** Begin **

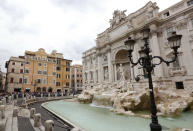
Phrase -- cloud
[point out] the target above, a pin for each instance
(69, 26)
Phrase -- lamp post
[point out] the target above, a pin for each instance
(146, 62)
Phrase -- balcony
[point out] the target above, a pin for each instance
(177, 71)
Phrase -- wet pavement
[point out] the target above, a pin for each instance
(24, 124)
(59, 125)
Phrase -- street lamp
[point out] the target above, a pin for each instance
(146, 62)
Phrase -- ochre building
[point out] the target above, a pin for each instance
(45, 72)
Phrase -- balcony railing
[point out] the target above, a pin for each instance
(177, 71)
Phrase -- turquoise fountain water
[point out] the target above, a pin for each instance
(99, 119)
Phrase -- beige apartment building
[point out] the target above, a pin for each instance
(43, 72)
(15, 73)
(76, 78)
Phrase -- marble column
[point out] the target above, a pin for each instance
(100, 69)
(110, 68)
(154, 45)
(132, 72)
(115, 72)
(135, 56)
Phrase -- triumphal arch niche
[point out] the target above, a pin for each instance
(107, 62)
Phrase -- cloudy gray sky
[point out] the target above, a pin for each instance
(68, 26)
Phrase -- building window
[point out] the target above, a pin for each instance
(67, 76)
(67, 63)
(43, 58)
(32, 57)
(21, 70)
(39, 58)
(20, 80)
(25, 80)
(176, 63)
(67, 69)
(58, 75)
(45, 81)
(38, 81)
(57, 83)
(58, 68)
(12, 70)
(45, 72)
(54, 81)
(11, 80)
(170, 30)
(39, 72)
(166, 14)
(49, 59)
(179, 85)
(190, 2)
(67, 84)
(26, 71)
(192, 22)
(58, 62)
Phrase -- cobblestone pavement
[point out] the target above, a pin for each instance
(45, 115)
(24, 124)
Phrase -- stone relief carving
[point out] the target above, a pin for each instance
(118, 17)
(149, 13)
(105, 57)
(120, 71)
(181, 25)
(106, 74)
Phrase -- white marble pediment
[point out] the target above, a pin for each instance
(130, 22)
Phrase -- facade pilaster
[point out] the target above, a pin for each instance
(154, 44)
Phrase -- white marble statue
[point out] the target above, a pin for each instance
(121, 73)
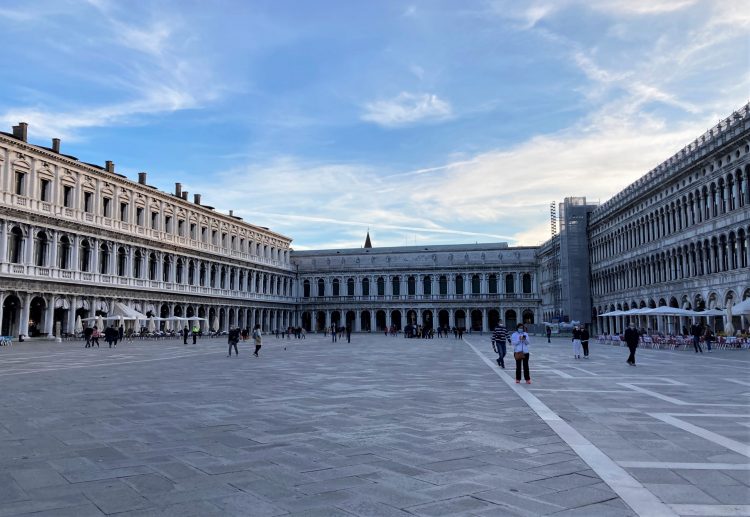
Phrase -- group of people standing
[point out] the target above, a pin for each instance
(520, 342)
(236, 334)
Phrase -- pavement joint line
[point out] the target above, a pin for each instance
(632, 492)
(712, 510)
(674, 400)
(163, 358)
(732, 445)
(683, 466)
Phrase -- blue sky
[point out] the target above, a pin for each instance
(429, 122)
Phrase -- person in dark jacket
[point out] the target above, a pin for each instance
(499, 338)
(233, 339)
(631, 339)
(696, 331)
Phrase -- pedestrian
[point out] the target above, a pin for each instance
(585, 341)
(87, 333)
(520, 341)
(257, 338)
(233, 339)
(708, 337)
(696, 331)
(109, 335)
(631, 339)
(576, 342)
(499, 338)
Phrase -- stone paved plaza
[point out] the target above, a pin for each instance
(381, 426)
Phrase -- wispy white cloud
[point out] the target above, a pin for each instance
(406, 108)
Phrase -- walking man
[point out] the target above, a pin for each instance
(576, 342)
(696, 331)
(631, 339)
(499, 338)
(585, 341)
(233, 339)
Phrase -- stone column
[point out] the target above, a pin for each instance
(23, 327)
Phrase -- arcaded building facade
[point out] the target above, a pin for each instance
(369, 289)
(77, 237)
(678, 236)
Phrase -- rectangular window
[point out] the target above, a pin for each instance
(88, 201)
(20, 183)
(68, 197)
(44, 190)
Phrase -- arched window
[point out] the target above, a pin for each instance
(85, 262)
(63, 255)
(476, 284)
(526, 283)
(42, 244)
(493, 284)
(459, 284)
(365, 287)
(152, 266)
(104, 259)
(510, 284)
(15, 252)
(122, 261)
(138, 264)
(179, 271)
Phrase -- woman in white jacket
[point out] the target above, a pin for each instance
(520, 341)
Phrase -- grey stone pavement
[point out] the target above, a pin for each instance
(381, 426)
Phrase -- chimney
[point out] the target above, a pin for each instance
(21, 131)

** End **

What is asked: Rescale the point coordinates in the material, starting at the line that contains "Phrase -- blue sky" and ending at the last line of the material, both ends included. Reproduce every line in that span in full. Multiply each coordinate by 1.95 and round to the nearest whole number, with halves rounding up.

Result of this task:
Phrase -- blue sky
[point out] the target above, a pin for each instance
(837, 238)
Phrase -- person in dark jacket
[point out] the target above, a pin for each instance
(973, 659)
(454, 661)
(1230, 661)
(1357, 645)
Phrase -- pedestrian
[point out] the target above, a pin for each instance
(1141, 665)
(170, 649)
(1014, 665)
(501, 659)
(454, 661)
(1381, 657)
(1357, 645)
(213, 653)
(1230, 661)
(1123, 667)
(973, 659)
Phrase -- stone paved plaza
[point out] the target above, a pin for each instance
(743, 831)
Phrase -- wispy white cloud
[point out] the target above, a pin for each instance
(792, 211)
Phrase -- walking man
[point out] the target above, a pin for each instance
(1123, 667)
(1357, 645)
(1230, 661)
(973, 659)
(1141, 665)
(454, 661)
Phrase -- stone column
[point out] the target above, a pin for each instance
(45, 638)
Phrase -- arcaded building facade
[point out] the target above, a pin for each instance
(720, 564)
(150, 462)
(1322, 460)
Phrase -- rectangular window
[point out] the target above, a pin for each instance
(172, 392)
(39, 357)
(133, 384)
(86, 371)
Phrase -- arched window
[point out] the target above, a pin for each instance
(166, 511)
(123, 497)
(928, 554)
(1026, 552)
(82, 476)
(961, 554)
(895, 554)
(712, 560)
(296, 519)
(203, 505)
(995, 554)
(29, 491)
(238, 509)
(269, 515)
(349, 528)
Phrase -- woman in white jacket
[point out] the target above, a pin for each instance
(1014, 665)
Phrase -- grey stone pavement
[point out] the target above, a pin for each instance
(743, 831)
Phrase -- chimney
[point out] the target above, a pin for each instance
(41, 255)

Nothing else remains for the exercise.